:: What this task involves ::
Starting with the first line of the listing and going on through the line with "[[14, 93], [87, 103]]", write every line out again, requests included, shifting each point coordinate in the answers up by 99. Keep the requests and their format samples unchanged.

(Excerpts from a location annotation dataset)
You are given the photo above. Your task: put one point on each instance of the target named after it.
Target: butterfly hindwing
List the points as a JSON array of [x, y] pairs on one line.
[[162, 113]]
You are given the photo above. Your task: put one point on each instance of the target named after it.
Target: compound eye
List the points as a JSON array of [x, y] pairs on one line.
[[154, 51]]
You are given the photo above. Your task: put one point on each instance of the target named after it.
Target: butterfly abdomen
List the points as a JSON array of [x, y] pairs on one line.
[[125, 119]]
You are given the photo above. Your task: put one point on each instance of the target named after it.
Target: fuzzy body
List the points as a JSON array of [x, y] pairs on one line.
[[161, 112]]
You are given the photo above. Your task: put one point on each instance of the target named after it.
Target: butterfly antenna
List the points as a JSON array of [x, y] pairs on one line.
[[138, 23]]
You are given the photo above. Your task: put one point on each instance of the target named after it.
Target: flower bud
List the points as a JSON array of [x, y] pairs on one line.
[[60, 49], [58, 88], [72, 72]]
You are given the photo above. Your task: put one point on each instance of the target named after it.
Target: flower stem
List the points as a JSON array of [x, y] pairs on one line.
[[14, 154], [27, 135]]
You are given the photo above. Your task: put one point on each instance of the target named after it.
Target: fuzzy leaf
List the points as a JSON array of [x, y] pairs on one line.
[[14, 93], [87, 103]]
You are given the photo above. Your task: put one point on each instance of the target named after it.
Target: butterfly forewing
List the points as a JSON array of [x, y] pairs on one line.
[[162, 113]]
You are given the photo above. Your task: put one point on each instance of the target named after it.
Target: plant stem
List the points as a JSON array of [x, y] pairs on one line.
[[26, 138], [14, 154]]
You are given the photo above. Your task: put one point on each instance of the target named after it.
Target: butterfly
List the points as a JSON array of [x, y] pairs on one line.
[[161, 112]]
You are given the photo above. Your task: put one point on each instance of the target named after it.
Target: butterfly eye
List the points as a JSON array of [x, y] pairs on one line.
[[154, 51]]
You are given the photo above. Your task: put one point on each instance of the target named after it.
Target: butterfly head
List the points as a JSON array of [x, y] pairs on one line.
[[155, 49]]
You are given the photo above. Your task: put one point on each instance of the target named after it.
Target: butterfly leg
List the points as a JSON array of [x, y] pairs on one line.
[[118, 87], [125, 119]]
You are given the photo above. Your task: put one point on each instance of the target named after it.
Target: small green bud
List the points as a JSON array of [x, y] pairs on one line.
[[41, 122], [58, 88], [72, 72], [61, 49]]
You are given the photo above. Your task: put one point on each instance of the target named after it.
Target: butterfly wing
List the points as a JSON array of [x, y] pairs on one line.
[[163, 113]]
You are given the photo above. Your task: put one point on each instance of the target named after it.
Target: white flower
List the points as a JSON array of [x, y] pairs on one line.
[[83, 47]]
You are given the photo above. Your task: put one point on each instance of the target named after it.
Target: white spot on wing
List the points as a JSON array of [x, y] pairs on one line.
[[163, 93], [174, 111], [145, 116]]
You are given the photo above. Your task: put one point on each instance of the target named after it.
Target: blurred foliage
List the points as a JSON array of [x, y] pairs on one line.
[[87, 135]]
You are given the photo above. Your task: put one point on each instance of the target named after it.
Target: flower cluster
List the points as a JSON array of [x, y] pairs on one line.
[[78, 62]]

:: Response ::
You are given the photo above. Your task: put one point on each instance of the target named after it.
Target: butterfly hindwing
List the points as a JSON array of [x, y] pairs on one line.
[[261, 212]]
You are given the photo above. Your task: put one point on each instance of the target named after it.
Target: compound eye
List the points as a JSON array of [x, y] pairs on one line.
[[253, 150]]
You are given the photo above. Your task: put one point on each instance of the target named after it.
Target: butterfly abdomen
List the points as a JSON array of [x, y] pairs on one line.
[[224, 218]]
You are given the photo above. Your task: put one point on each instance of the target named after it.
Target: fuzzy body
List the points as a JSON array of [x, y] pairs on one line.
[[260, 211]]
You are given the photo above. Your task: put one point on each instance of the target named after it.
Target: butterfly antenna
List the points as a JSON array of [x, y] pairs on one line.
[[237, 122]]
You are given the photo above. Your task: put one point on each instance of the target named after it.
Target: flower bud
List the points as a JSON array of [x, y] pairs on one line.
[[159, 148], [157, 187], [171, 171]]
You are given the photo above. Your task: put one point on each instance of the target named after it.
Target: flower stem
List the points as a JSON array of [x, y] pairs on one line.
[[113, 253], [126, 234]]
You are given the photo above. Your task: put one point on each instance of the target named after it.
Target: fuzzy leaf
List the points as a JSON array of [x, y] pairs on one line.
[[113, 192], [186, 202]]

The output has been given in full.